Written problem A> In the recommendations excerpt, when did the World Bank Group announce the Trade Finance Facility for Food Imports?

Source excerpt>
------------------------
Recommendations to the Saudi-led coalition member states and the international community:
- Mobilise additional foreign currency deposits from GCC countries to support the CBY in stabilizing the YR, facilitating imports of basic commodities and facilitating the resumption of basic public service delivery.
- Assist Yemeni banks in providing trade finance facilities to Yemeni importers purchasing basic commodities abroad.
- Allow the resumption of flights to transfer Yemeni commercial banks’ foreign currency banknotes to their accounts in Manama, Bahrain.
- Accelerate the establishment of the Trade Finance Facility for Food Imports that the World Bank Group announced in April 2017.
- Provide technical support and capacity-building assistance to the CBY to allow it to fulfil its mandate as a central bank.
- This capacity building and technical support should include training, consultancy teams and/or advisers to help improve internal processes and systems. For example, the installation and use of modern IT systems would help the CBY manage the national budget, international transactions and other central bank duties.
- The coalition members that control access to Yemen’s Red Sea ports should not grant oil importation clearances unless the importer submits all the appropriate documentation regarding the mechanism of payment for the shipment (for example, documentary credit, commercial transfer, etc).
- This will serve two purposes: it will help rein in the leverage money exchangers exert over the currency market and help deter illicit oil shipments.
------------------------
Records for the exercise>

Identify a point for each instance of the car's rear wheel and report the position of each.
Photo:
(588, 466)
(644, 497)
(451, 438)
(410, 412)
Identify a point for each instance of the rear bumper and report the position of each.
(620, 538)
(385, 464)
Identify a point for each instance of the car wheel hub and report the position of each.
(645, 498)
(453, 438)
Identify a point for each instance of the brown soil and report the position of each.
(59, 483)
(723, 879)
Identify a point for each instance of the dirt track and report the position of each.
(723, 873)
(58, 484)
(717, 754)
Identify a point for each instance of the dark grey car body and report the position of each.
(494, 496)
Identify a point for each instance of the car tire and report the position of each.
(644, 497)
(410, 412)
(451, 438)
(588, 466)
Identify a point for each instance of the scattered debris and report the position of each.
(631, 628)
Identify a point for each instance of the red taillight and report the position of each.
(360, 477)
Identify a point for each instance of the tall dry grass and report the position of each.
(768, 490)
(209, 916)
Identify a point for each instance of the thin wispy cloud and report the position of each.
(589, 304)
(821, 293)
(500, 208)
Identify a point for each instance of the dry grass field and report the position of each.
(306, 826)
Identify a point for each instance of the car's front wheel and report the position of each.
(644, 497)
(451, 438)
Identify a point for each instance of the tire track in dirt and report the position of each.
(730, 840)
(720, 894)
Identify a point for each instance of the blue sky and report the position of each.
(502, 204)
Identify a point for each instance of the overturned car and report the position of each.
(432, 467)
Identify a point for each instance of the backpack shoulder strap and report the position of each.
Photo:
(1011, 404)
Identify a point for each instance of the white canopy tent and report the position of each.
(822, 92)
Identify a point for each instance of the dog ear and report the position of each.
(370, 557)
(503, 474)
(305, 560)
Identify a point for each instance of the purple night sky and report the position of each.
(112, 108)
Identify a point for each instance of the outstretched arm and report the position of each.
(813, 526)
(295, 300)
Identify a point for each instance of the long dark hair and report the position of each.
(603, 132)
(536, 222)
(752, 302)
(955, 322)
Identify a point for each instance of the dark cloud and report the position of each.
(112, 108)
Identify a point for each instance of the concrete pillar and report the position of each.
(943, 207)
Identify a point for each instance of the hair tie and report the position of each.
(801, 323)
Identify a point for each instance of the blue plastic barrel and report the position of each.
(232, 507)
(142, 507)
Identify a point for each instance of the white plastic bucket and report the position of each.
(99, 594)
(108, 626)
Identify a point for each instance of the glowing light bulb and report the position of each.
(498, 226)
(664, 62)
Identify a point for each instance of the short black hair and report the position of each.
------------------------
Written problem B> Collect every line of the entries that contains the word "plastic".

Written solution A> April 2017

Written solution B>
Identify a point for each instance of the blue plastic barrel and report the position of each.
Identify a point for each instance of the white plastic bucket and report the position of each.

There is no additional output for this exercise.